┌─ Excerpted passage
The solvency of Europe’s insurance companies was first addressed in 1973 with the Solvency Directive. The Basel Committee was only established in 1974 to enhance financial stability by improving the quality of banking supervision worldwide. International co-operation on investment activity, in Europe at least, only really took off with the Investment Services Directive in 1993 (and the UK didn’t consolidate its financial sector regulators until 2000). The first attempt to carve-out payment services from the European banking monopoly occurred in the form of the first E-money Directive in 2000, but had little impact. Cue a seemingly endless process of rule-and-law-making that has utterly failed to keep pace with market developments. The directive on markets in financial instruments (MiFID) arrived in 2004-2006 just in time for critical weaknesses to be exposed during 2007-2008. The next attempt to liberate payments from the cold, dead hands of European banks only came with the first Payment Services Directive in 2007-2009. Solvency II was passed in 2009 to shore-up insurers but was not implemented for another seven years. MiFID II evolved during 2010-2014 but implementation was delayed until 2018. PSD2 was passed in 2015 but only implemented in 2018. A decade after costly bank bailouts, the UK is yet to implement all its promised changes.
And it has taken 25 years for legislators to even begin to properly address successive revolutions in the processing of personal data, and even those efforts failed to prevent the Cambridge Analytica scandal.
At any rate, it’s hard to see why pure financial regulation will be any defence to an algorithmically driven financial crisis.
But perhaps there’s another way to approach that type of risk…
GDPR2, Adtech and Ethics in Artificial Intelligence
To understand the rationale for the deployment of retail algorithms involves a descent into the opaque world of ‘adtech’
The erosion of privacy and dissemination of fake news and scams amongst the gullible are among the worse externalities of the social media/networking services and their ad-based revenue model.
For me, one of the key promises of the ‘semantic web’ where machines talk to machines has been the gradual decline of advertising altogether.
└─
### Your tasks
a - In the passage on financial regulation, what was the Basel Committee set up to do, and how did it aim to do it?
b - According to the passage on financial regulation, in which years was PSD2 passed and implemented?
┌─ Dataset entries
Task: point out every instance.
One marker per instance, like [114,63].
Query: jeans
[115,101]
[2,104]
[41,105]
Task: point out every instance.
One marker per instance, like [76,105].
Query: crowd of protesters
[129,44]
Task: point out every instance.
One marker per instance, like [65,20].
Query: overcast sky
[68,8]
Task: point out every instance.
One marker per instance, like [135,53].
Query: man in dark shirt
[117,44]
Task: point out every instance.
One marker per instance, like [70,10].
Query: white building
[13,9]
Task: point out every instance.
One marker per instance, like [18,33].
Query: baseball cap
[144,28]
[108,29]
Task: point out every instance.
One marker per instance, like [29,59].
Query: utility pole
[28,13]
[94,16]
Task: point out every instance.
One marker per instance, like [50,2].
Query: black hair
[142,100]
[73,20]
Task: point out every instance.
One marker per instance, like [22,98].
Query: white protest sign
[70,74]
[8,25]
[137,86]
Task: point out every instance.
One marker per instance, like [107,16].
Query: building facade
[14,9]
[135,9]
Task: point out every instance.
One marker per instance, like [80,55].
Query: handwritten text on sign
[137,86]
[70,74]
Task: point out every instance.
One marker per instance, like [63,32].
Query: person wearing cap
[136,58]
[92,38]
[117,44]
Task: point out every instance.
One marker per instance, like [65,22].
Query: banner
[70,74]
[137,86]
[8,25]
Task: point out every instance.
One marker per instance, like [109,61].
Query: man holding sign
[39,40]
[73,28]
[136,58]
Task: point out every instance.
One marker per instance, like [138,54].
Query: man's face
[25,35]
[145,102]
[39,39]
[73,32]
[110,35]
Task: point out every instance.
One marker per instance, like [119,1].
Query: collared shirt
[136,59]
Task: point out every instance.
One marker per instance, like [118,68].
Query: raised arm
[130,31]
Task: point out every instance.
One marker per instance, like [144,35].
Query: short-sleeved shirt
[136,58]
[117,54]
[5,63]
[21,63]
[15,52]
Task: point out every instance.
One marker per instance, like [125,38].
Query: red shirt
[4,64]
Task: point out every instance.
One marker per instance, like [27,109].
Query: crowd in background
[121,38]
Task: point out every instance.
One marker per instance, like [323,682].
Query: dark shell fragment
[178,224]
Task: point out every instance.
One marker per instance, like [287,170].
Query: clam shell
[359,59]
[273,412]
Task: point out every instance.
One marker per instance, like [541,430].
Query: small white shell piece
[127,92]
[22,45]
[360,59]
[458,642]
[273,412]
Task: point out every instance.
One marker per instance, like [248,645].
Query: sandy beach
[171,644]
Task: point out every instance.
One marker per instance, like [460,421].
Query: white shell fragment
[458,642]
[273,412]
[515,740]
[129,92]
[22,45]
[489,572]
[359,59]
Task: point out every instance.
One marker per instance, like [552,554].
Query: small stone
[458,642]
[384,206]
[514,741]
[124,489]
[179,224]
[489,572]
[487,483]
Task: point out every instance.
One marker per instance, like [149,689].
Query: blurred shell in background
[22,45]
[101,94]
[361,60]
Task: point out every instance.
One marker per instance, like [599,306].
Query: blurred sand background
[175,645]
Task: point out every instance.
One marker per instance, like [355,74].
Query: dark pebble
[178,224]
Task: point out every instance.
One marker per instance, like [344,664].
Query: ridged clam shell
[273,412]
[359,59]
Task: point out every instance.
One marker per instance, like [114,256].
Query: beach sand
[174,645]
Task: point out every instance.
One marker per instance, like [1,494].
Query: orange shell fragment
└─
┌─ Dataset entries
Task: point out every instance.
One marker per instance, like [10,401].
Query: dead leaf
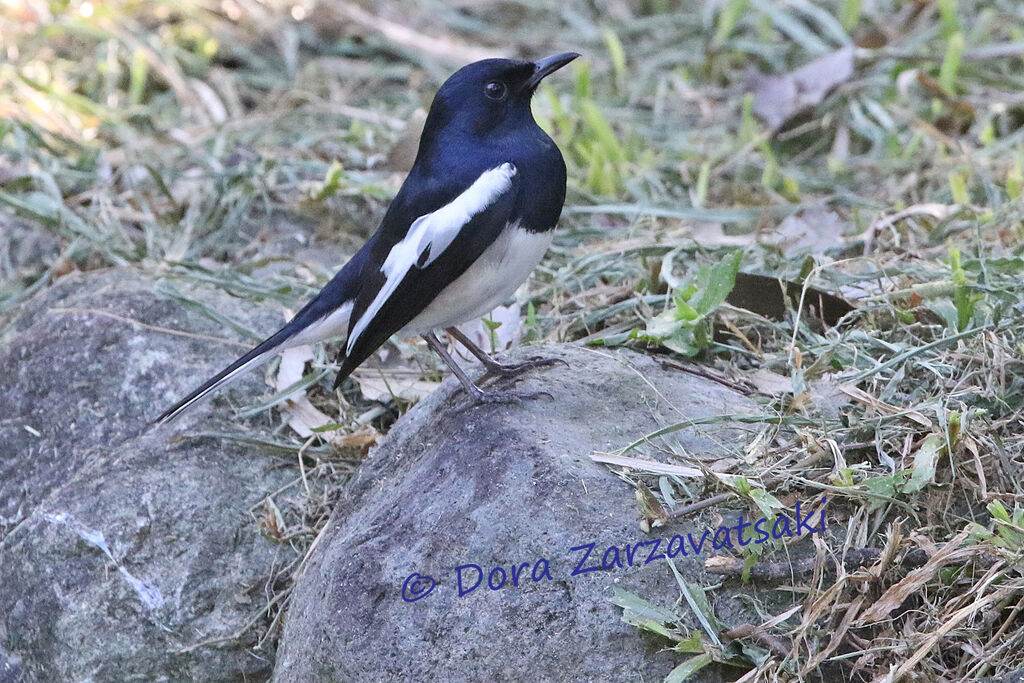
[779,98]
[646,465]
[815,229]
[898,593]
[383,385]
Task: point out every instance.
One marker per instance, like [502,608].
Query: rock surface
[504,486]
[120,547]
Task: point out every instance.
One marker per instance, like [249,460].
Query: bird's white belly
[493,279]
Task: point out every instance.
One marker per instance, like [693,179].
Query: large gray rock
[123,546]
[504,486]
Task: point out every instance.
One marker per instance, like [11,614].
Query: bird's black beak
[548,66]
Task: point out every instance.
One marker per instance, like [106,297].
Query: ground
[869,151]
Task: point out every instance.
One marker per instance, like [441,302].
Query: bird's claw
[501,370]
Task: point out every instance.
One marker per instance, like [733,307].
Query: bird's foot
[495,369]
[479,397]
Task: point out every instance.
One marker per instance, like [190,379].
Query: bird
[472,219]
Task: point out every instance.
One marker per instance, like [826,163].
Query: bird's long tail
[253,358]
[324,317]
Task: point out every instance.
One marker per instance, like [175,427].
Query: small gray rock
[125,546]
└─
┌─ Dataset entries
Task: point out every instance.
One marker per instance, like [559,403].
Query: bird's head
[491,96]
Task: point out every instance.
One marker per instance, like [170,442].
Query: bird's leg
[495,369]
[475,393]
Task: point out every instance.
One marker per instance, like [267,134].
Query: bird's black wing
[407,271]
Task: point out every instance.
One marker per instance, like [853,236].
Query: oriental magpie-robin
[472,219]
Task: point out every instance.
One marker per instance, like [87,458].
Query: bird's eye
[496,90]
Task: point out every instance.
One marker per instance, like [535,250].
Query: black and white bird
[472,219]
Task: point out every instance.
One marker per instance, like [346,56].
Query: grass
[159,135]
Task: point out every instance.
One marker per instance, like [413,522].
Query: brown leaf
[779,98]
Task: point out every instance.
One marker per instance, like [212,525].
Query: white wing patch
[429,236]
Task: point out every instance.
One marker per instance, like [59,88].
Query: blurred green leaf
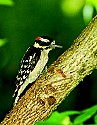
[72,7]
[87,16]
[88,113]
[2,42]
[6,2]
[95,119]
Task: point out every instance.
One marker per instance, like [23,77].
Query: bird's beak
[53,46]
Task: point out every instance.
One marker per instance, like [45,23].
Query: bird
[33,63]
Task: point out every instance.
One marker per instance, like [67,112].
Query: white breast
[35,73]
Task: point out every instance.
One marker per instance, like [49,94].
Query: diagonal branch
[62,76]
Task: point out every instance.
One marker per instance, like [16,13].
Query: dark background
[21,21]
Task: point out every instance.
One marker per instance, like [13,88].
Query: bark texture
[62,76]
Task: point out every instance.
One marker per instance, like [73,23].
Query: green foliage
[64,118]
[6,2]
└─
### Answers for the tasks
a - The Basel Committee was set up in 1974 to enhance financial stability. It aimed to do this by improving the quality of banking supervision worldwide.

b - PSD2 was passed in 2015 and implemented in 2018.